[Text provided — start]

The former owner of a home-based care company – based in the Cincinnati area – has been found guilty of fraudulently billing more than $8.5 million from Medicare, Medicaid and Veterans Affairs (VA) over a six-year period.
From 2015 to 2021, Sharon Romaine Ward submitted at least 92,770 claims on behalf of Halo Home Healthcare to Medicaid, and received $8.4 million between 2016 and 2021. She also admitted that she concealed her ownership of that company because of a prior felony conviction.
Specifically, that conviction – in 2013 – was due to passing forged and fraudulent prescriptions for oxycodone and hydrocodone while serving as a nurse practitioner. Such a conviction would have made her ineligible to participate in federal health care programs for ten years, according to the U.S. Attorney’s Office.
Ward also failed to provide “accurate information to her business tax return preparer causing false tax returns to be prepared and filed.”
Halo Home Healthcare not only routinely overbilled federal health care programs and charged them for unperformed services, but also hired over 50 employees “with significant criminal histories,” which should have rendered them ineligible to provide home health services.
One such employee was even charged with a quadruple murder while working for Halo Home Healthcare, according to investigators.
Ward pleaded guilty this week to one count of health care fraud, as well as one count of making a false income tax return. The former charge is punishable by up to ten years in federal prison, while the latter is punishable by up to three years in prison. The plea agreement included a recommendation that the health care fraud charge not result in more than five years in prison.

[Text provided — finish]
[Material shown — start]

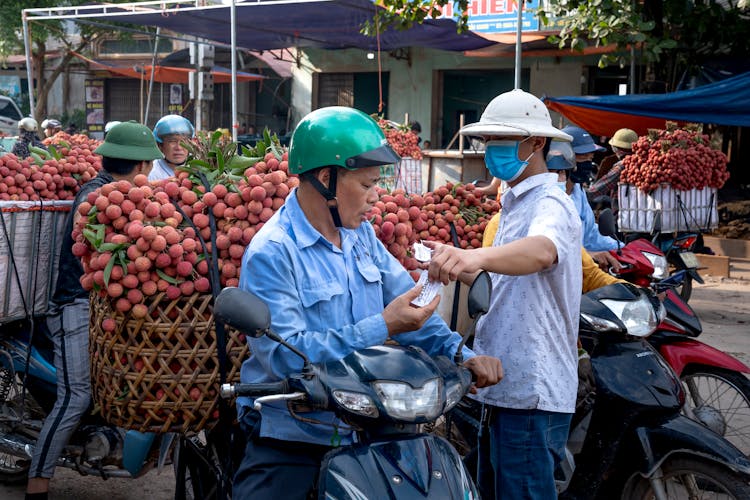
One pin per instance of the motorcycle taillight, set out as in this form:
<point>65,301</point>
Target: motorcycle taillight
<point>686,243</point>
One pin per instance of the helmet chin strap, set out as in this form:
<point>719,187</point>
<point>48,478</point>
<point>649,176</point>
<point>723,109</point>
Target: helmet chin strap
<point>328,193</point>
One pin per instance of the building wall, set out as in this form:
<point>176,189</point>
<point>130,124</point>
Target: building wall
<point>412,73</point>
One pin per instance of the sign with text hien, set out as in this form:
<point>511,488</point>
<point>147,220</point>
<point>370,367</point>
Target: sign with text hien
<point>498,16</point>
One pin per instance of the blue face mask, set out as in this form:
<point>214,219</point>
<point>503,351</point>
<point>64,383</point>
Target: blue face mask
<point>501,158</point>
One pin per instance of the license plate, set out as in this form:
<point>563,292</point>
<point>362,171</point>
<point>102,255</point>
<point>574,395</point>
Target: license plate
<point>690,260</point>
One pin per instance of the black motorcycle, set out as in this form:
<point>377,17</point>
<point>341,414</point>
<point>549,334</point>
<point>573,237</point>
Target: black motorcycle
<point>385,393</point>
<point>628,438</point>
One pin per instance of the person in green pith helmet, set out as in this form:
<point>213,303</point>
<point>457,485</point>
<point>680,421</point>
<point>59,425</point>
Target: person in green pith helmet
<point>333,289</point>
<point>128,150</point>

[Material shown — finish]
[Material shown — start]

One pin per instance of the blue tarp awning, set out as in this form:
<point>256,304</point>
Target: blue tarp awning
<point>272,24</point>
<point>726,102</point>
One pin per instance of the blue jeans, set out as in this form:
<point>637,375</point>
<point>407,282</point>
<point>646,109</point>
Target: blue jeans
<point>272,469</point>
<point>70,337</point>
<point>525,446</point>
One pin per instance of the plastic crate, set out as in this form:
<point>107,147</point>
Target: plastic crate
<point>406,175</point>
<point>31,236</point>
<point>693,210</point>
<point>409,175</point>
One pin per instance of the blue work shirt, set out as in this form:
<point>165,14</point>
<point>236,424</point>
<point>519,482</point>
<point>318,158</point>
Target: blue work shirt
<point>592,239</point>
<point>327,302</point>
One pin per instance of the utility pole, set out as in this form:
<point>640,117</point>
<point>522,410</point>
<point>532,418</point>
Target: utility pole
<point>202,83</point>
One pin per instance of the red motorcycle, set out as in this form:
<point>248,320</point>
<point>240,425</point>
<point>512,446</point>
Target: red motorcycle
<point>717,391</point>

[Material shown — finish]

- What you need to do:
A – Do these statements agree with the article above on the Halo Home Healthcare fraud case? For each, answer yes or no and quote the deciding words. (i) Ward submitted at least 92,770 claims to Medicaid on behalf of Halo Home Healthcare. (ii) Ward's 2013 conviction involved forged prescriptions for fentanyl. (iii) The false income tax return charge is punishable by up to five years in prison.
B – Can you pick up the article on the Halo Home Healthcare fraud case after its final sentence and continue it?

- Solved problems:
A –
(i) Yes: "Sharon Romaine Ward submitted at least 92,770 claims on behalf of Halo Home Healthcare to Medicaid"
(ii) No: "passing forged and fraudulent prescriptions for oxycodone and hydrocodone"
(iii) No: "the latter is punishable by up to three years in prison"

B –
“The agreement also calls for Ward to pay restitution to the Department of Veterans Affairs and the Ohio Department of Medicaid in an amount to be determined at sentencing,” the U.S. Attorney’s Office of the Southern District of Ohio wrote in a press release. “Ward also agreed to prepare and file corrected business tax returns with the IRS and pay restitution, plus any interest and penalties. The IRS determined a tax loss of $81,617.”
The case was investigated by the U.S. Department of Health and Human Services, the U.S. Secret Services, the Internal Revenue Service Criminal Criminal Investigation, the U.S. Department of Veterans Affairs Office of Inspector General and Ohio Attorney General Dave Yost’s Health Care Fraud Section.
In March, discrepancies in home health enrollment data raised red flags at a Congressional hearing.